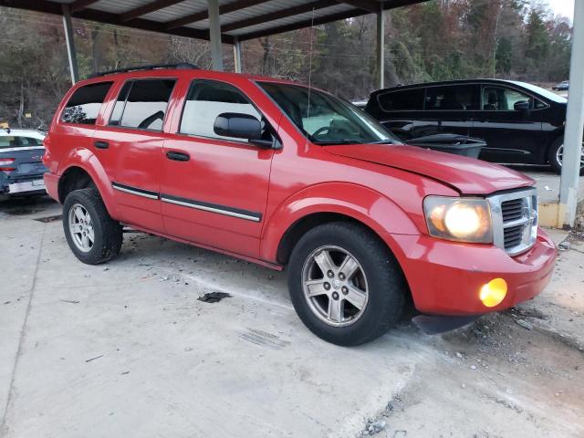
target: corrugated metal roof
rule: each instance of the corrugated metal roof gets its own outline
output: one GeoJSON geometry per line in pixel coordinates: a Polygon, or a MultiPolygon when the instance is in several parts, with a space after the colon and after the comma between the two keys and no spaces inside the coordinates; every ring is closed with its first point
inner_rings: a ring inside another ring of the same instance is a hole
{"type": "MultiPolygon", "coordinates": [[[[271,35],[427,0],[219,0],[224,42],[271,35]],[[313,10],[314,9],[314,10],[313,10]]],[[[207,0],[0,0],[0,5],[62,14],[155,32],[208,38],[207,0]]]]}

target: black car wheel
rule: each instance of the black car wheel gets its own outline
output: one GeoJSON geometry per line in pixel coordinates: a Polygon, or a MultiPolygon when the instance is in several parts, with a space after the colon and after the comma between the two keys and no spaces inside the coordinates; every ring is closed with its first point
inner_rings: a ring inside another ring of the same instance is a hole
{"type": "Polygon", "coordinates": [[[302,322],[337,345],[370,341],[402,315],[406,282],[395,257],[370,230],[349,223],[308,231],[295,246],[288,287],[302,322]]]}
{"type": "Polygon", "coordinates": [[[121,248],[121,225],[110,216],[99,193],[93,188],[67,195],[63,229],[73,254],[88,265],[107,262],[121,248]]]}
{"type": "MultiPolygon", "coordinates": [[[[548,152],[548,161],[554,172],[558,175],[562,172],[562,162],[564,162],[564,137],[559,137],[551,143],[548,152]]],[[[584,175],[584,143],[580,155],[580,175],[584,175]]]]}

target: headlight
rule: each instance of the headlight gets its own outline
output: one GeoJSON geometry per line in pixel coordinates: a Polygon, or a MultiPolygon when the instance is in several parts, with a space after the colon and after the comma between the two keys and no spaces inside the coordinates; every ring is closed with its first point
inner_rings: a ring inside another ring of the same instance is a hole
{"type": "Polygon", "coordinates": [[[428,196],[423,210],[430,235],[459,242],[493,242],[491,211],[485,199],[428,196]]]}

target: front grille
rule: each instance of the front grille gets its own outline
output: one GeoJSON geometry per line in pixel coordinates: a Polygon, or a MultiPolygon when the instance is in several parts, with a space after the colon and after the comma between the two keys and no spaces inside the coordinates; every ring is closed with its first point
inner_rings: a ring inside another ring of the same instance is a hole
{"type": "Polygon", "coordinates": [[[496,194],[488,200],[493,216],[495,245],[510,256],[531,248],[537,235],[536,189],[496,194]]]}
{"type": "Polygon", "coordinates": [[[512,199],[505,201],[501,203],[501,213],[503,214],[503,222],[515,221],[520,219],[523,214],[523,206],[525,198],[512,199]]]}

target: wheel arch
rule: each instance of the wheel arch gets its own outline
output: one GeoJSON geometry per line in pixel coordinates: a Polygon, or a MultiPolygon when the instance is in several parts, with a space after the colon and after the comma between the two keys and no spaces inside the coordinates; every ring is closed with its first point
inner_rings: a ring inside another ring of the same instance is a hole
{"type": "Polygon", "coordinates": [[[63,203],[73,190],[95,187],[111,217],[117,217],[117,203],[105,169],[98,158],[87,149],[77,149],[59,166],[57,195],[63,203]]]}
{"type": "MultiPolygon", "coordinates": [[[[342,182],[319,184],[294,194],[271,214],[262,234],[262,258],[285,265],[306,232],[333,221],[360,224],[386,245],[381,234],[420,234],[405,212],[372,189],[342,182]]],[[[391,245],[388,248],[393,252],[391,245]]]]}

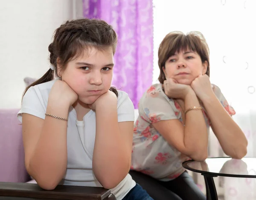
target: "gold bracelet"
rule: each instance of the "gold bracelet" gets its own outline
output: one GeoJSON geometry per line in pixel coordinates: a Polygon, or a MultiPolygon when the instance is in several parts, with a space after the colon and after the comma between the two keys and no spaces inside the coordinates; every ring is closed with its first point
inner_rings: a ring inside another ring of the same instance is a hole
{"type": "Polygon", "coordinates": [[[193,110],[202,110],[202,107],[201,107],[201,106],[200,107],[196,107],[195,106],[194,106],[194,107],[190,107],[186,110],[186,111],[185,111],[185,114],[186,115],[186,114],[189,111],[193,110]]]}
{"type": "Polygon", "coordinates": [[[67,121],[67,119],[62,118],[60,117],[57,117],[57,116],[55,116],[54,115],[50,115],[49,114],[48,114],[48,113],[45,113],[45,115],[46,115],[46,116],[49,116],[50,117],[53,117],[54,118],[58,119],[61,119],[61,120],[67,121]]]}

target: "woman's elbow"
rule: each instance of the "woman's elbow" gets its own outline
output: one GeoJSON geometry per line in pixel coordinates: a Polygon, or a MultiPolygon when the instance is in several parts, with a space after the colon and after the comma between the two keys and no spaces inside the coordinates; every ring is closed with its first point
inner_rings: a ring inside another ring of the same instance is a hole
{"type": "Polygon", "coordinates": [[[208,157],[208,153],[207,151],[197,152],[191,155],[190,157],[196,161],[203,161],[208,157]]]}
{"type": "Polygon", "coordinates": [[[235,159],[241,159],[247,154],[247,148],[244,148],[242,149],[240,148],[236,152],[235,152],[233,155],[230,155],[230,157],[235,159]]]}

————

> _PROBLEM DETAILS_:
All preceding records should be duplicated verbatim, images excepted.

> _FULL ANSWER_:
target: corrugated metal roof
rule: each instance of the corrugated metal roof gets its own outline
output: one GeoJSON geometry per line in pixel coordinates: a Polygon, or a MultiPolygon when the instance is in several parts, with a space after the colon and after the comma between the two keys and no spaces inside the coordinates; every ring is closed with its first point
inner_rings: a ring inside another ring of the same instance is a hole
{"type": "MultiPolygon", "coordinates": [[[[271,35],[427,0],[219,0],[224,42],[271,35]],[[313,10],[314,9],[314,10],[313,10]]],[[[207,0],[0,0],[0,5],[62,14],[155,32],[208,38],[207,0]]]]}

target: black car wheel
rule: each instance of the black car wheel gets its own outline
output: one GeoJSON geometry per line in pixel coordinates: a Polygon, or a MultiPolygon when the instance is in several parts, with a space after the colon and after the comma between the two keys and no spaces inside the coordinates; every ring is closed with its first point
inner_rings: a ring inside another ring of the same instance is a hole
{"type": "Polygon", "coordinates": [[[302,322],[337,345],[370,341],[402,315],[406,282],[395,257],[370,230],[349,223],[308,231],[295,246],[288,287],[302,322]]]}
{"type": "Polygon", "coordinates": [[[121,248],[121,225],[110,216],[99,193],[93,188],[67,195],[63,229],[73,254],[88,265],[107,262],[121,248]]]}
{"type": "MultiPolygon", "coordinates": [[[[548,152],[548,161],[554,172],[558,175],[562,172],[562,162],[564,162],[564,137],[559,137],[551,143],[548,152]]],[[[584,175],[584,143],[580,155],[580,175],[584,175]]]]}

target: headlight
rule: each instance of the headlight gets its own outline
output: one GeoJSON geometry per line in pixel coordinates: a Polygon, or a MultiPolygon when the instance is in several parts, with a space after the colon and after the comma between the two keys and no spaces inside the coordinates; every ring is closed with its first point
inner_rings: a ring inside another ring of the same instance is a hole
{"type": "Polygon", "coordinates": [[[428,196],[423,210],[430,235],[459,242],[493,242],[491,211],[485,199],[428,196]]]}

target: front grille
rule: each instance of the front grille gets its own outline
output: one GeoJSON geometry per line in pixel coordinates: a Polygon, or a MultiPolygon when the instance is in several parts, with a space after the colon and after the comma between the two keys and no spaces inside the coordinates; every ring is closed with its first point
inner_rings: a ring inside another ring of the same instance is a hole
{"type": "Polygon", "coordinates": [[[496,194],[488,200],[493,216],[495,245],[510,256],[531,248],[537,235],[536,189],[496,194]]]}
{"type": "Polygon", "coordinates": [[[512,199],[505,201],[501,203],[501,213],[503,214],[503,222],[515,221],[520,219],[523,214],[523,206],[525,198],[512,199]]]}

target: wheel arch
rule: each instance of the wheel arch gets its own outline
output: one GeoJSON geometry per line in pixel coordinates: a Polygon, or a MultiPolygon when the instance is in several parts, with a space after the colon and after the comma between the two keys and no spaces inside the coordinates; every ring is closed with its first point
inner_rings: a ring inside another ring of the same instance is a hole
{"type": "Polygon", "coordinates": [[[63,203],[73,190],[95,187],[111,217],[117,217],[117,203],[105,169],[98,158],[87,149],[77,149],[59,166],[57,195],[63,203]]]}
{"type": "MultiPolygon", "coordinates": [[[[342,182],[319,184],[294,194],[271,214],[262,234],[262,258],[285,265],[306,232],[333,221],[360,224],[386,245],[381,234],[420,234],[405,212],[372,189],[342,182]]],[[[391,245],[388,248],[393,252],[391,245]]]]}

target: "gold bracelet"
rule: each instance of the "gold bracelet" gets its own outline
output: one GeoJSON geometry per line in pixel coordinates: a Polygon, or a MultiPolygon when the instance is in several parts, with a space after the colon and after the comma between the two keys and no spaces inside the coordinates; every ring is closed with its first point
inner_rings: a ring inside another ring of the same instance is a hole
{"type": "Polygon", "coordinates": [[[193,110],[202,110],[202,107],[201,107],[201,106],[200,107],[196,107],[195,106],[194,106],[194,107],[190,107],[186,110],[186,111],[185,111],[185,114],[186,115],[186,114],[189,111],[193,110]]]}
{"type": "Polygon", "coordinates": [[[67,121],[67,119],[62,118],[60,117],[57,117],[57,116],[55,116],[54,115],[50,115],[49,114],[48,114],[48,113],[45,113],[45,115],[46,115],[46,116],[49,116],[50,117],[53,117],[54,118],[58,119],[61,119],[61,120],[67,121]]]}

target: "woman's elbow"
rule: each instance of the "woman's elbow" gets its own outline
output: one GeoJSON geometry per line in pixel coordinates: a Polygon, or a MultiPolygon when the instance is in several parts, with a space after the colon and after the comma between the two keys and no spaces inside the coordinates; every ring is closed with its first point
inner_rings: a ring inside another ring of the same instance is a hole
{"type": "Polygon", "coordinates": [[[208,157],[208,153],[207,151],[197,152],[191,155],[190,157],[196,161],[203,161],[208,157]]]}
{"type": "Polygon", "coordinates": [[[235,159],[241,159],[247,154],[247,148],[244,148],[242,149],[240,148],[236,152],[235,152],[233,155],[230,155],[230,157],[235,159]]]}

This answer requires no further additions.